─── Excerpted text

The reason I am bringing this up is that I think attending a retail craft show is a form of entertainment too - and a good one, if you have to ask. Yes, people go to these events knowing they will probably buy our work, but craft shows are also a fun, exciting, interesting, and colorful form of entertainment for many. You don't have to like it, but you know it's true.

The next logical question that follows: if you are an artist at a craft show, what do you do to entertain all these people strolling by? How do you get them to pay attention to your booth?

Granted, we all think that our work is worth a trek across the Gobi desert (Ain't no mountain high enough...,) but if we find our booth surrounded by equal greatness to the left and right, then what makes us so special? In other words, what factors are at play for craft show success, or failure, other than booth location and the often-cited competition? Price of our wares? Yes, it’s a factor, but not the most important one.

Always cheerful and welcoming: Jennifer Merchant.

Especially in large shows like the ACC Baltimore, anything an artist can do to stand out, get recognized, and found again during the second walk-through is going to be the ticket. Experts on booth design and behavioral psychology wrote whole shelve-loads of books about how to accomplish this and it’s an often talked-about topic in professional development forums. All the experts agree: you only have a few seconds to leave a good impression. If your booth fails to pique interest within that short time frame, customers will move on to seek more exciting scenarios no matter how awe-inspiring and technically skilled your work is!

Looking back at your own experience eagerly walking into certain craft booths while passing over others, what was it that drew you in? Can you name anything other than the work on display? (Not a rhetorical question. If you can describe an attractive booth I’d love to hear about it in the comment segment below this post. Thank you.)

Good to see an old friend from the 'burgh: Alison Hilton Jones. What was the first thing you saw in this image? Yup, me too.

──────

» **To do**
a. Answer these questions about the craft show excerpt:
(i) Which large show does the excerpt name as an example?
(ii) According to the experts, how long does an artist have to leave a good impression?
(iii) What does the excerpt say about price as a factor in craft show success?
b. Extract from the craft show excerpt the passage running from "Looking back at" up to and including "post. Thank you.)", keeping every word unchanged.
c. Write what comes next in the craft show excerpt, picking up right after its final sentence.

─── Records supplied

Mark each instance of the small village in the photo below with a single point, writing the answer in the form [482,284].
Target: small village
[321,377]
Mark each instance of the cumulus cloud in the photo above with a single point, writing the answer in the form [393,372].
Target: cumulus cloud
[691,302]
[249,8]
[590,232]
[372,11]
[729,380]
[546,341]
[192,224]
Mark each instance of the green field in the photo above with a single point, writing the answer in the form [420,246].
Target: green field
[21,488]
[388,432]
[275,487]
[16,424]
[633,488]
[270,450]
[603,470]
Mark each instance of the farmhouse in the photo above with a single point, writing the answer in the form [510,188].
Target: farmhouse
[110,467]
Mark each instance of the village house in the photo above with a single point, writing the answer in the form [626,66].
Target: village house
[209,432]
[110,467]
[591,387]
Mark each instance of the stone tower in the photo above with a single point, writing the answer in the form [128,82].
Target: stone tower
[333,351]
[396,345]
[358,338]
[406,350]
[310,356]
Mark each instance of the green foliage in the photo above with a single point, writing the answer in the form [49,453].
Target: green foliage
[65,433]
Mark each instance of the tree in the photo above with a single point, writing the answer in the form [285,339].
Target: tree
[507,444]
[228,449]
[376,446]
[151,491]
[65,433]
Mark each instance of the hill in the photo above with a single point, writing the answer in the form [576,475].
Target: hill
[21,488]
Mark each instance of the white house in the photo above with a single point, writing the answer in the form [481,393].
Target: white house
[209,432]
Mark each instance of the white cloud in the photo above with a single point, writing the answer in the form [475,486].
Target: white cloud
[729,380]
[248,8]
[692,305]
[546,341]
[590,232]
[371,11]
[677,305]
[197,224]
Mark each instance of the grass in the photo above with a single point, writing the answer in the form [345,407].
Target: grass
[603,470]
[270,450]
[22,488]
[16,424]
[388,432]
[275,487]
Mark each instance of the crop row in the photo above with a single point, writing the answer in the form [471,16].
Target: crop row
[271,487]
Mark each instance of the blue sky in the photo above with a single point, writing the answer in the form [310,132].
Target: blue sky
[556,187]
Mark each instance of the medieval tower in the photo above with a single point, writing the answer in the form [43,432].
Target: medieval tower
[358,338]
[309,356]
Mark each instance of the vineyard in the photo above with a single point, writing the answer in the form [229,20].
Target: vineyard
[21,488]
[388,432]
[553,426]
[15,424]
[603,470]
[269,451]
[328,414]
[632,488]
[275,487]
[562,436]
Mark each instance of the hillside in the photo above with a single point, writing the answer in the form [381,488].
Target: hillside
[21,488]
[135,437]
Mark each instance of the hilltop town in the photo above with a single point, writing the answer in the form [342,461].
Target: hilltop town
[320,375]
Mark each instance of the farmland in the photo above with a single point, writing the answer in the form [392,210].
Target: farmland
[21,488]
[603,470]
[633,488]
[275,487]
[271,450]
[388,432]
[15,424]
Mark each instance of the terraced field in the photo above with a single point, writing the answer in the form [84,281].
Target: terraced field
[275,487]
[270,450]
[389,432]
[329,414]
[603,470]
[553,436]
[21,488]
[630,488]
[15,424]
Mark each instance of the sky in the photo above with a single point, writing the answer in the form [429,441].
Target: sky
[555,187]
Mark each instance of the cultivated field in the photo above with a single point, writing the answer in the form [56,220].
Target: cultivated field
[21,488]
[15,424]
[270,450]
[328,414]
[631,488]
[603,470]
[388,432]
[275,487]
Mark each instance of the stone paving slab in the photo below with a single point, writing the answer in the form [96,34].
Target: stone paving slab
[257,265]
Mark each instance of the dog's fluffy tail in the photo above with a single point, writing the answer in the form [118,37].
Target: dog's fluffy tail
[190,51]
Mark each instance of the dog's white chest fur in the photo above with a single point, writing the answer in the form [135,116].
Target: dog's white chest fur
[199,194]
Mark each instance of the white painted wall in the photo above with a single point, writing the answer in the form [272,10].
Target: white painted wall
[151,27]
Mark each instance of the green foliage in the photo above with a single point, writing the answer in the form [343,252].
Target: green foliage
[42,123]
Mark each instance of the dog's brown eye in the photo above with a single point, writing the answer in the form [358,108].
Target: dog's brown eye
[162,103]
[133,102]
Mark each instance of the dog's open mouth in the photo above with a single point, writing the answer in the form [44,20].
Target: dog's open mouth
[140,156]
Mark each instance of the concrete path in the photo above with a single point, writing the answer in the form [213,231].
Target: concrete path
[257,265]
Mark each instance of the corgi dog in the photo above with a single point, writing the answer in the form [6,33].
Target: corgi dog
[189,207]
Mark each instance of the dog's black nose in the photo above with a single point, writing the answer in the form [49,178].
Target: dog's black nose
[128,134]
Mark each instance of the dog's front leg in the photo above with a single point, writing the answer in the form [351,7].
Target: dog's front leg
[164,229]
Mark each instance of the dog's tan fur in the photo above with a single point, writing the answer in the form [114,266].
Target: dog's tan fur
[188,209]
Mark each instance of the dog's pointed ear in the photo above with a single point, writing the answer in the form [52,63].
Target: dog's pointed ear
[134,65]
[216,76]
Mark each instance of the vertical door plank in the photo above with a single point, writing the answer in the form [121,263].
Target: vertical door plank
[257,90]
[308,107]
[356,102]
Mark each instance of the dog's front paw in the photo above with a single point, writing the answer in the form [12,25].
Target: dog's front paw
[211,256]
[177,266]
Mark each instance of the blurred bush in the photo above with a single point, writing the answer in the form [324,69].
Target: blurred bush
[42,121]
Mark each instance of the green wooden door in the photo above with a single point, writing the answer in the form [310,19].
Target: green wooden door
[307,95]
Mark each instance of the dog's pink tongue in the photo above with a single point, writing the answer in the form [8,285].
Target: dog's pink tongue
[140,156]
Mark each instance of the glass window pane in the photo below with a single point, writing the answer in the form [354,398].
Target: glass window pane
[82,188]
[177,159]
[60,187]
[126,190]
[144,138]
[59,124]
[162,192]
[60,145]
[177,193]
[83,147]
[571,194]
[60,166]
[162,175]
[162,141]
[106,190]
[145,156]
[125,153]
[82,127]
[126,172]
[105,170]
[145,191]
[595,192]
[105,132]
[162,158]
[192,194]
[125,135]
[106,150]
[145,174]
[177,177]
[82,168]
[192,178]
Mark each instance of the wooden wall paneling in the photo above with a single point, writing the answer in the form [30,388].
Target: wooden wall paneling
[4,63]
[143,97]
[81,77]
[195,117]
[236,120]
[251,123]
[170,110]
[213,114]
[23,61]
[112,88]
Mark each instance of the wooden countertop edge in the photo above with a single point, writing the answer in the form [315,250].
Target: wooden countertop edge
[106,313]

──────

» **Task results**
a.
(i) The ACC Baltimore.
(ii) Only a few seconds.
(iii) It is a factor, but not the most important one.

b.
Looking back at your own experience eagerly walking into certain craft booths while passing over others, what was it that drew you in? Can you name anything other than the work on display? (Not a rhetorical question. If you can describe an attractive booth I’d love to hear about it in the comment segment below this post. Thank you.)

c.
Many artists use black or white drapery as their booth walls because it conveniently comes with the package provided by the show organizer. There’s nothing wrong with using that drapery. I absolutely understand efficiency and not wanting to schlep something with you that’s not sorely needed, but how about adding a little of your charming artistic individuality to that drapery to make it stand out from the other booths? Have it be more interesting to look at than plain white or black?

Some artists at the ACC show added a dot of color to their backdrop (see the above image, Alison Hilton Jones) and it made an immediate, positive difference. A panel of colorful fabric or paper is eye-catching, does not weigh much, and is easy to come by. Most artists had a big picture of their work or their name in huge letters at the back of their booth wall. Both are good things to do, but they’re not exactly exciting new ideas. The question is, what else can you do to enhance your customers’ experience, to set yourself apart from all the other hundreds of booths people plan to look at?

There surely are many different ways to decorate a 10x10, but, with few exceptions, I saw a lot of sameness at this Baltimore ACC show. Not in terms of the work that was offered, which was interesting and highly-skilled, but solely in terms of how it was presented by the artists. Where are the fresh ideas, people? To draw attention, you need light, color, and some kind of activity. The most people did was stand behind or in front of their display looking good. Sorry, that’s simply not cutting it if you want to stand out.

Chihiro Makio and a helper. Love that work! Notice how the color of the green sweater draws the eye?

If there is one big request I have of artists currently thinking about creating their personal show booth it would be this: Please be much more adventurous with your interior booth design. Our customers, especially the non-art crowd, are not looking for an education from you about the technical prowess of your work, they are looking for an entertainment experience, preferably a thrilling one.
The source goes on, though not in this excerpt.